**WHAT TO PRODUCE:** Rescale the listing below by reproducing every line, requests included, with each coordinate value in the answers multiplied by 0.75 and rounded to the nearest whole number, halves rounded up.

**DATA SHOWN:**
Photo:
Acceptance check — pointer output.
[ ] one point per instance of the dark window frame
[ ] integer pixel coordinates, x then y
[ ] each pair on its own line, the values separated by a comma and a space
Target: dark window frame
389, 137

**ANSWER TO THE PROBLEM:**
Photo:
Acceptance check — pointer output.
[ ] one point per instance of the dark window frame
[ ] integer pixel coordinates, x then y
[ ] each pair on its own line, the values separated by a comma and a space
Target: dark window frame
292, 103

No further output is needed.